## TESTO FORNITO

-*-

Kaufman ama la mise en abyme, l'autoreferenzialità, la coscienza e i suoi paradossi (gli “strange loops”, come li chiama Hofstadter); e ha saputo usare questi concetti così cerebrali per costruire delle sceneggiature stralunate e affascinanti come Essere John Malkovic, Ladro di orchidee, Se mi lasci ti cancello, nelle quali piacere del racconto, arguzia intellettuale, pathos psicologico e invenzione visiva si amalgamavano in mix brillanti e avvincenti. In questo film, sua prima regia, ciò che viene a mancare è proprio la brillantezza, la leggerenza del gioco intellettuale e della sua trasposizione visivo-narrativa, soffocata da un eccesso di dramma esistenziale, cupo e opprimente.

Kaufman aveva già messo in scena l'empasse creativo dell'artista nel Ladro d'orchidee, storia di un sceneggiatore che tenta disperatamente di scrivere una scenografia assurda che coincide proprio col film. Lo sceneggiatore era lui, sdoppiato in due gemelli: quello intelligente, autore rinomato ma cerebrale, imbranato, pieno di dubbi; e quello un po' scemo, bon viveur e inconsapevole maestro del “keep it simple”. Ed era grazie ai suggerimenti del secondo che la cerebralità della storia si caricava di banali, improbabili ma umanissimi climax emotivi, che la facevano funzionare.

-*-

## DATI FORNITI
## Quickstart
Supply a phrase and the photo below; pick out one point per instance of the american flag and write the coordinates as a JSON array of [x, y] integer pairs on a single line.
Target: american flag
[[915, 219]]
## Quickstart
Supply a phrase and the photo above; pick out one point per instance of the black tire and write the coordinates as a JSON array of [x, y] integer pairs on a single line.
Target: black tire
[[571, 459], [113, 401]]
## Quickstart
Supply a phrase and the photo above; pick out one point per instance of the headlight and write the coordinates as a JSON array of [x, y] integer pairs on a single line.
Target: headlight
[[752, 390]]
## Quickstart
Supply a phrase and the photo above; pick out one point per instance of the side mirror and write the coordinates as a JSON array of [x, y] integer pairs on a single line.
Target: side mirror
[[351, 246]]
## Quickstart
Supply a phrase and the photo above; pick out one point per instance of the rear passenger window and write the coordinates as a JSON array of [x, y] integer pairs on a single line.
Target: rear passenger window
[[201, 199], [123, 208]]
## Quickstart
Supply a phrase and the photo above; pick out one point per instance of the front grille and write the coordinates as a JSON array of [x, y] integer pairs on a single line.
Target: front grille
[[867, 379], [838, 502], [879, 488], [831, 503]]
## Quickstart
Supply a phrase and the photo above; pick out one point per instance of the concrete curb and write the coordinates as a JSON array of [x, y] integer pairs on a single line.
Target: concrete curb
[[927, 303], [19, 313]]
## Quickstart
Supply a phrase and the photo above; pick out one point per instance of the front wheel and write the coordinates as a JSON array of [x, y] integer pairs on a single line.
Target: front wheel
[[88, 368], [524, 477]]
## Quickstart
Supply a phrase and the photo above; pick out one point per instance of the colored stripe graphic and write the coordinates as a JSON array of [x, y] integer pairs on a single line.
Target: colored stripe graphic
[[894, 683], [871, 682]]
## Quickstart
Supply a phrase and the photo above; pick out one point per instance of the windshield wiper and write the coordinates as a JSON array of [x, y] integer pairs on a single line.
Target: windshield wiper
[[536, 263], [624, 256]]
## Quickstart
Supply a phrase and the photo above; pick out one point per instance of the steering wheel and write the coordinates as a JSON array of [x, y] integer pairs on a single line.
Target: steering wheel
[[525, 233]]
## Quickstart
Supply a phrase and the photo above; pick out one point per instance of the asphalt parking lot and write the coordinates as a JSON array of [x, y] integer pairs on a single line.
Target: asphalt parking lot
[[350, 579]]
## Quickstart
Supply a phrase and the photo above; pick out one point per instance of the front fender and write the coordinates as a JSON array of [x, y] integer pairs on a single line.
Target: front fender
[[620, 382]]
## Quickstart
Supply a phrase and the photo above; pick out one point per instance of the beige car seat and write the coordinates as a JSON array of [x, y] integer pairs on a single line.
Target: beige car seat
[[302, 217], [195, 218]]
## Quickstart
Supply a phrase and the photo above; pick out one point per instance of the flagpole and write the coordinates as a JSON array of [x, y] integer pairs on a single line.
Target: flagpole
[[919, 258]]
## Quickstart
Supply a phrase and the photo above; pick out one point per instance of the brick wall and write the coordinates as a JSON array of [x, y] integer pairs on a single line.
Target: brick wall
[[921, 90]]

-*-

## COSA FARE
[1] Trascrivi dal testo su Kaufman il passo che va da "Kaufman ama la" fino a "cupo e opprimente." compreso.
[2] Puoi prolungare il testo su Kaufman oltre la sua ultima frase?

## IN RISPOSTA
[1]
Kaufman ama la mise en abyme, l'autoreferenzialità, la coscienza e i suoi paradossi (gli “strange loops”, come li chiama Hofstadter); e ha saputo usare questi concetti così cerebrali per costruire delle sceneggiature stralunate e affascinanti come Essere John Malkovic, Ladro di orchidee, Se mi lasci ti cancello, nelle quali piacere del racconto, arguzia intellettuale, pathos psicologico e invenzione visiva si amalgamavano in mix brillanti e avvincenti. In questo film, sua prima regia, ciò che viene a mancare è proprio la brillantezza, la leggerenza del gioco intellettuale e della sua trasposizione visivo-narrativa, soffocata da un eccesso di dramma esistenziale, cupo e opprimente.

[2]
Ecco, in Synecdoche New York è come se avesse deciso di sopprimere il secondo gemello. Rimane l'altro: il personaggio debole, depresso, piagnucoloso, incasinatissimo nella vita eppure fermamente intenzionato a portare a termine la sua grande opera d'arte.

Forse Kaufman si è fatto prendere la mano dalla profondità dei suoi temi e ha perso la leggerezza: il mito romantico dell'artista che trasforma la sua vita in opera d'arte; la colpa metafisica di Kafka; l'utopia velleitaria della non-rappresentazione già magistralmente raccontata nel Capolavoro sconosciuto di Balzac; il dramma di un cercatore d'affetto, come siamo tutti, che usa l'arte come surrogato all'incapacità di vivere...

Applicando a Synecdoche, New York, il gioco metalinguistico che tanto piace al suo autore, direi che questa volta il film finisce per somigliare all'enorme scenografia in rovina fatta costruire da Caden.